Task statement -> Copy the lines from the one containing "Isolate shallow water in the photo." down through the one containing "[0,354,1000,412]", substituting "evening sky" for "pastel sky" and leaving everything else unchanged.

-- Data rows start --

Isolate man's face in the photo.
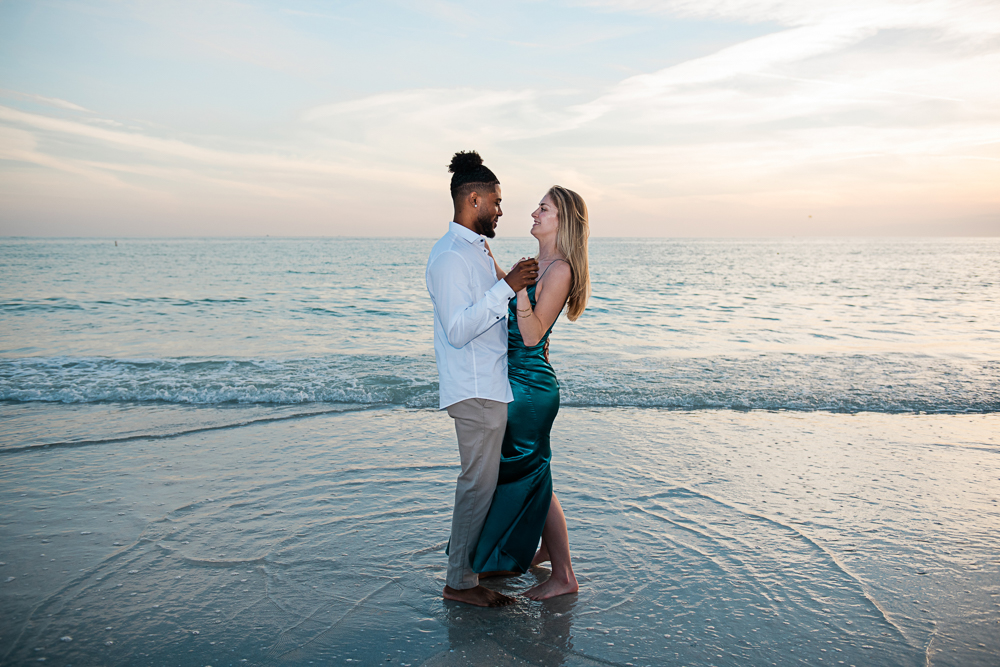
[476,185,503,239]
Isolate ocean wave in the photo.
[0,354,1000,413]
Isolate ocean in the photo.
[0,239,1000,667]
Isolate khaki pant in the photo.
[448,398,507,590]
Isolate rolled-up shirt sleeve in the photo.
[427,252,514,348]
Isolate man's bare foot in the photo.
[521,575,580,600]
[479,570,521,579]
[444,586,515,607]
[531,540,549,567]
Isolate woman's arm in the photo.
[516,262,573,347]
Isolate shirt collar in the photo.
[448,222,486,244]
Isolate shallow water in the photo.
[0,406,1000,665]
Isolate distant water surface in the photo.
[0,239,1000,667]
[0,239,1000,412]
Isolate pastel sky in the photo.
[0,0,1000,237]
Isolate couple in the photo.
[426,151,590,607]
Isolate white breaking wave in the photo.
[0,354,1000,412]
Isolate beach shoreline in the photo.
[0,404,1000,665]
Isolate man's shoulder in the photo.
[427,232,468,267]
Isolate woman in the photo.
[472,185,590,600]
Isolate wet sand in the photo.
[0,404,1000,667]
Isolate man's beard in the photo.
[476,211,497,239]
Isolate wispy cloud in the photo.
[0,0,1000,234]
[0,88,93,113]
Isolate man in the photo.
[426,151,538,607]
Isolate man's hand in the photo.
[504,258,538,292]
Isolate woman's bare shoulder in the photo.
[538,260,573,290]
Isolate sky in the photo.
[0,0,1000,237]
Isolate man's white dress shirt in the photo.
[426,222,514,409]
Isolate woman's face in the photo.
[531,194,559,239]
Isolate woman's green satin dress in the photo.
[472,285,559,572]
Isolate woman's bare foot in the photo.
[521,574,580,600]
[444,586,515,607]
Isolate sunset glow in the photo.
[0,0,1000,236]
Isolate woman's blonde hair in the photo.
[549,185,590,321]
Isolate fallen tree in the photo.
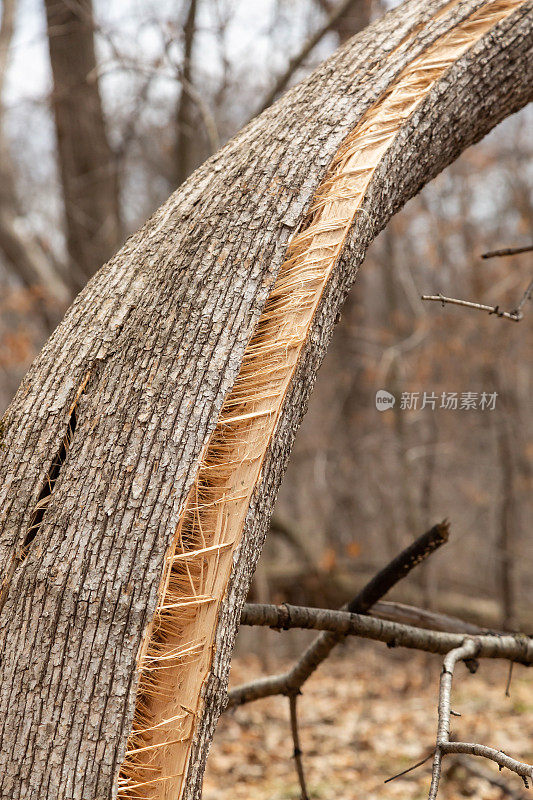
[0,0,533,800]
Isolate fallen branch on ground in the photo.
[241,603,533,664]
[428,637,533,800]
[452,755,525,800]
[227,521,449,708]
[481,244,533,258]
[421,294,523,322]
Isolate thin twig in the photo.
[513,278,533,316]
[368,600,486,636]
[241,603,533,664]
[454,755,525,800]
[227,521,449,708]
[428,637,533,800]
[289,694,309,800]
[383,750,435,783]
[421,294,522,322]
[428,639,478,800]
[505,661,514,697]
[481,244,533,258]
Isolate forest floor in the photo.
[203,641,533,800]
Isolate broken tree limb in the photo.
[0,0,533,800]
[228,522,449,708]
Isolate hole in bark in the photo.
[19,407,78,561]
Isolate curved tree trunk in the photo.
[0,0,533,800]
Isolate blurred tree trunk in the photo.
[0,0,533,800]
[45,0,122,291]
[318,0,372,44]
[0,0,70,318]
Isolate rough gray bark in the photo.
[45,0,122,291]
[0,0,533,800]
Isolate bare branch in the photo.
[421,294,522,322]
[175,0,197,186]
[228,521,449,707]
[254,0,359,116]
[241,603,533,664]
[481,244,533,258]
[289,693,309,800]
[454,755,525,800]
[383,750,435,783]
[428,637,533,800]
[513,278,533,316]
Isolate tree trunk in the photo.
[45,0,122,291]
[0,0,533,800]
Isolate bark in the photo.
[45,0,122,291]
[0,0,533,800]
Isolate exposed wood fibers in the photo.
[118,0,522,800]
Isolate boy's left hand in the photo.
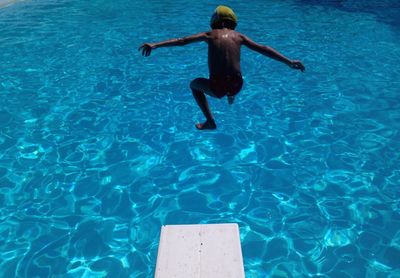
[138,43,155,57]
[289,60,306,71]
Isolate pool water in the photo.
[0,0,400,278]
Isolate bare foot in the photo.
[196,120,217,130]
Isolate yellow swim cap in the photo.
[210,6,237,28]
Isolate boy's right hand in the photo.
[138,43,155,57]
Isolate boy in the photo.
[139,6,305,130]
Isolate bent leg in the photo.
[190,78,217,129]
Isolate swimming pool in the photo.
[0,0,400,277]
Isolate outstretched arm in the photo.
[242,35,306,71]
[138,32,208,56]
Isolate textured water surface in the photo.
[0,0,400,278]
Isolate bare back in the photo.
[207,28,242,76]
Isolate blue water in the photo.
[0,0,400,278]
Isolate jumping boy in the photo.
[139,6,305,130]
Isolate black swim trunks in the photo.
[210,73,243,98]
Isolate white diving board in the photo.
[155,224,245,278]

-- Data rows end --

Task output ->
Isolate shallow water in the photo.
[0,406,1000,665]
Isolate distant water surface in the photo.
[0,239,1000,667]
[0,239,1000,412]
Isolate evening sky in the photo.
[0,0,1000,237]
Isolate couple in the photo.
[426,151,590,607]
Isolate white breaking wave in the photo.
[0,354,1000,412]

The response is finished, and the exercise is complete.